::: PROVIDED DATA :::
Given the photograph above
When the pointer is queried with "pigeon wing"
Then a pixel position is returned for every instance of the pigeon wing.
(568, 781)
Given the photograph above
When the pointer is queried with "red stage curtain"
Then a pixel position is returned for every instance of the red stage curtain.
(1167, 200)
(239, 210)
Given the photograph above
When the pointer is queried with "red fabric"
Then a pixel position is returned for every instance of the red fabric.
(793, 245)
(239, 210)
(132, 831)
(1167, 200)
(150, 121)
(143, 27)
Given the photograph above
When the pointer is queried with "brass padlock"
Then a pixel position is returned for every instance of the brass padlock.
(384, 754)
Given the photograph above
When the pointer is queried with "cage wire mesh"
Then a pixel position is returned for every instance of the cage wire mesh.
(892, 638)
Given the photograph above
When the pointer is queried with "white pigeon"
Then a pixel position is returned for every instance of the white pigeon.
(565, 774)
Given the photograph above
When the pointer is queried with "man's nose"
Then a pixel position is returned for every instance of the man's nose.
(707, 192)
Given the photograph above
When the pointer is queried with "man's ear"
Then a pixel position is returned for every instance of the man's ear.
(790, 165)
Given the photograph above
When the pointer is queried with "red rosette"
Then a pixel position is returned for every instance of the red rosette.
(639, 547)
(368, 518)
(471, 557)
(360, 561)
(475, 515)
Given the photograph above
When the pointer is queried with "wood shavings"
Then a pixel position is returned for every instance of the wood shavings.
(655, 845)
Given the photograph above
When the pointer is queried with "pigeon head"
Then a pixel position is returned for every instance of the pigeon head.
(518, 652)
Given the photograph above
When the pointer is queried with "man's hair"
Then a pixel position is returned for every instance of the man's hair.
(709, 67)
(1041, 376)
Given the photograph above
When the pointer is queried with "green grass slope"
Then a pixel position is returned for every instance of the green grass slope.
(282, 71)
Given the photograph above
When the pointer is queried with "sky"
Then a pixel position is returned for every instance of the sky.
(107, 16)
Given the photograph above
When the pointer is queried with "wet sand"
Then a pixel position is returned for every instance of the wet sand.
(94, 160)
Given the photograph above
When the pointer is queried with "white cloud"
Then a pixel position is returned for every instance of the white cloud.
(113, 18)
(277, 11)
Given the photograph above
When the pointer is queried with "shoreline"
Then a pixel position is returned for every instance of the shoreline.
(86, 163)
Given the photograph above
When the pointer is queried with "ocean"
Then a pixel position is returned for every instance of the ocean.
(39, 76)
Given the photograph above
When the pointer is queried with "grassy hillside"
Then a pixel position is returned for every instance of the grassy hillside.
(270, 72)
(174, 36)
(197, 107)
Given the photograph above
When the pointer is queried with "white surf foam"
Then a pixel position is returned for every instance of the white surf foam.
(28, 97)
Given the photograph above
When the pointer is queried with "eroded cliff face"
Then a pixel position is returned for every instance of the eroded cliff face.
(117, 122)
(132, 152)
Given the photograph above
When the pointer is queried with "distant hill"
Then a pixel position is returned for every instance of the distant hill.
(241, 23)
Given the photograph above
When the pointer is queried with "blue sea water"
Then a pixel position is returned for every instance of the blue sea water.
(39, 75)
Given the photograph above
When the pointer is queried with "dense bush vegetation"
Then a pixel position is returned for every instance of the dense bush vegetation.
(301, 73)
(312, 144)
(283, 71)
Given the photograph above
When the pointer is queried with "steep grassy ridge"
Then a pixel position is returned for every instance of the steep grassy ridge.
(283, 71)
:::
::: PROVIDED DATA :::
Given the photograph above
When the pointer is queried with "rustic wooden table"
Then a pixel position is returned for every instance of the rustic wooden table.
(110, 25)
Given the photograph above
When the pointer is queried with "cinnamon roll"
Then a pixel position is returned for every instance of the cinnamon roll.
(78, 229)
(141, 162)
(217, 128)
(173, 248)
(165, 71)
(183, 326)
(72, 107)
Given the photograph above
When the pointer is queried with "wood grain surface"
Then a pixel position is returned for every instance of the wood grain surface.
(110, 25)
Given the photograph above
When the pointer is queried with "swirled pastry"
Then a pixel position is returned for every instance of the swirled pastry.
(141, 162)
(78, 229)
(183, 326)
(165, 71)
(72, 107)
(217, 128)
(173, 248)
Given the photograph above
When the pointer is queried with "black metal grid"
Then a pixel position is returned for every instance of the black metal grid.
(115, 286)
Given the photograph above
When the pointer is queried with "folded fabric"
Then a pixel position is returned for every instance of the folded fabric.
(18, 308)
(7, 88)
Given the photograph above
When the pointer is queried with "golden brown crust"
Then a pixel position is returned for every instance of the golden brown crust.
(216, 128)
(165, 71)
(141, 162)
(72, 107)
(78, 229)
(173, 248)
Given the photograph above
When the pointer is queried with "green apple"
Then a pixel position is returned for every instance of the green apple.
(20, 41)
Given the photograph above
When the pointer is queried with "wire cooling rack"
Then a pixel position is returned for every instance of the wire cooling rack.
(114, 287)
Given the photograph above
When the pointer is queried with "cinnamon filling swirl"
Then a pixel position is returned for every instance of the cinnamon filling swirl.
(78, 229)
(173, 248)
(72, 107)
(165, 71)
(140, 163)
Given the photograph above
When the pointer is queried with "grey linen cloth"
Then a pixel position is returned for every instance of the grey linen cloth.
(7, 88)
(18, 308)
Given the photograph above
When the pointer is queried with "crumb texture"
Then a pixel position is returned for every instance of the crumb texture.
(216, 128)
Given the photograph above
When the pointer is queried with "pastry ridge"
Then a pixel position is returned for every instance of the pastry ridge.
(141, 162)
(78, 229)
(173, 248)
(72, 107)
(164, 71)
:::
▶ [WHAT YOU NEED TO DO]
Locate every line in the items above that contains the word "eroded", and copy each one.

▶ [COMPLETED EXERCISE]
When the pointer is queried with "eroded cliff face"
Then a pixel position is returned for every instance of the eroded cliff face.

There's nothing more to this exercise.